> **Extrait du texte**:
L’athéisme, une croyance ?

Souvent, nous entendons les athées militants et anti-religieux asséner le postulat voulant que la Religion relève de la croyance – or la foi n’est pas synonyme de croyance puisqu’elle impliquait, – du moins à l’origine, la Connaissance, – et parfois la démonstration logique -, l’Amour et la sincérité -. En Islam par exemple, il y a toute une science, appelée « ‘ilm ul-kalâm », – reprise par la suite par des savants juifs et chrétiens, et même déistes de nos jours -, visant à démontrer rationnellement la Réalité divine et Ses Attributs nécessaires. Les théologiens sunnites (asharites, maturidites et une partie des atharites orthodoxes ou déviants), les mu’tazilites, les shiites et les philosophes musulmans y auront aussi recours par moment et selon les besoins de l’époque ou du contexte. Par ailleurs, la croyance ne signifie pas que celle-ci serait fausse, mais qu’elle ne serait pas « démontrable », – du moins sous certains aspects -. La croyance peut être aussi bien rationnelle qu’irrationnelle, appuyée ou non par des arguments scientifiques, rationnels, spirituels, psychologiques, etc.

Mais les athées prosélytes s’excluent du « champ de la croyance » comme par enchantement pour présenter l’athéisme comme une sorte de « connaissance », alors qu’elle relève de la croyance et de leur subjectivité.

En effet, l’athéisme est un acte de croyance, car y’aurait-il une croyance plus absurde que celle-ci, où l’absence de réalité (néant/rien) aurait pu produire la réalité (1), où le hasard bouche trou expliquerait et engendrerait comme par magie et par « miracle » tout ce qui lui fait cruellement défaut, à savoir la vie, l’intelligence, l’information, la conscience, les lois. Où l’absurde (non-sens et l’irrationnel) se trouverait au fondement de leur croyance qui aimerait se voir coller l’étiquette de la rationalité (dont l’athéisme nie en quelque sorte la « valeur existentielle ») et où ils reprochent aux non-athées d’être irrationnels et dans l’erreur alors que les croyants sont dans le rationnel et que l’athéisme rejette en soi les concepts de rationalité, d’ordre, de cohérence, de logique, de sens et donc de vérité puisque tout serait irrationnel en soi (l’univers comme l’intellect) alors qu’il y a adéquation entre le réel et l’intelligence humaine, entre l’objet et le sujet.

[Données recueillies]
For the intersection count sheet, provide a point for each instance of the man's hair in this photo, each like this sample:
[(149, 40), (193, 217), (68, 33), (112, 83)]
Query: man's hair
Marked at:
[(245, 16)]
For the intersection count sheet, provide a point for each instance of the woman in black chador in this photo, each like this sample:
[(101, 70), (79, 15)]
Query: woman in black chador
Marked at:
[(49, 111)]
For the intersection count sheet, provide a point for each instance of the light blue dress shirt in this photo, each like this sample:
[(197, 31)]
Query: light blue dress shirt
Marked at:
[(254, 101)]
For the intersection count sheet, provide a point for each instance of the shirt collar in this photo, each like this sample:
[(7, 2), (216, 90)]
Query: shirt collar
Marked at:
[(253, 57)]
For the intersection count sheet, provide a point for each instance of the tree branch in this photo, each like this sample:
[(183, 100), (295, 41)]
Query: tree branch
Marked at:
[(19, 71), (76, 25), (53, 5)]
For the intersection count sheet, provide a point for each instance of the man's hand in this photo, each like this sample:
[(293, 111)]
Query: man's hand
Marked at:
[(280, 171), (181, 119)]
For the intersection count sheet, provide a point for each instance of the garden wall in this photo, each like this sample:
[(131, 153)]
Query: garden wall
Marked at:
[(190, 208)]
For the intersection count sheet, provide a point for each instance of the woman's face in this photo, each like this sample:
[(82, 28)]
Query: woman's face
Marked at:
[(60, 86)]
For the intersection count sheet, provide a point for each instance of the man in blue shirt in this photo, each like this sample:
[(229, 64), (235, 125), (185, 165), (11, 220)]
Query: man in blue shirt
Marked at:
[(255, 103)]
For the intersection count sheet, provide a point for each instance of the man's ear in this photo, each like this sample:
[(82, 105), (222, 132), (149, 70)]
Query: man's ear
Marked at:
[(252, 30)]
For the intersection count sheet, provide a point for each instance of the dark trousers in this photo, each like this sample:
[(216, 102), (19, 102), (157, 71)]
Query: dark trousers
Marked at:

> **Exercices**:
A - Recopiez mot pour mot les lignes des enregistrements, de celle qui contient « of the woman's » jusqu'à la fin des enregistrements.
B - Poursuivez le texte sur l'athéisme à partir de sa dernière phrase.

> **Réponses aux exercices**:
A -
For the intersection count sheet, provide a point for each instance of the woman's face in this photo, each like this sample:
[(82, 28)]
Query: woman's face
Marked at:
[(60, 86)]
For the intersection count sheet, provide a point for each instance of the man in blue shirt in this photo, each like this sample:
[(229, 64), (235, 125), (185, 165), (11, 220)]
Query: man in blue shirt
Marked at:
[(255, 103)]
For the intersection count sheet, provide a point for each instance of the man's ear in this photo, each like this sample:
[(82, 105), (222, 132), (149, 70)]
Query: man's ear
Marked at:
[(252, 30)]
For the intersection count sheet, provide a point for each instance of the dark trousers in this photo, each like this sample:
[(216, 102), (19, 102), (157, 71)]
Query: dark trousers
Marked at:

B -
D’ailleurs le fait que ce qui est réel et illusoire soit distingué, démontre l’existence d’une lumière ou d’une opération mentale entre la réalité et l’illusoire, et la différence entre l’objectivité et la subjectivité, où la conscience est au « centre » de tout, fondement et manifestation de la Transcendance à l’origine des modalités spatio-temporelles, et nécessaire pour permettre et légitimer toutes les démarches scientifiques et philosophiques.

L’athéisme est donc une sorte de croyance magique qui ne dit pas son nom.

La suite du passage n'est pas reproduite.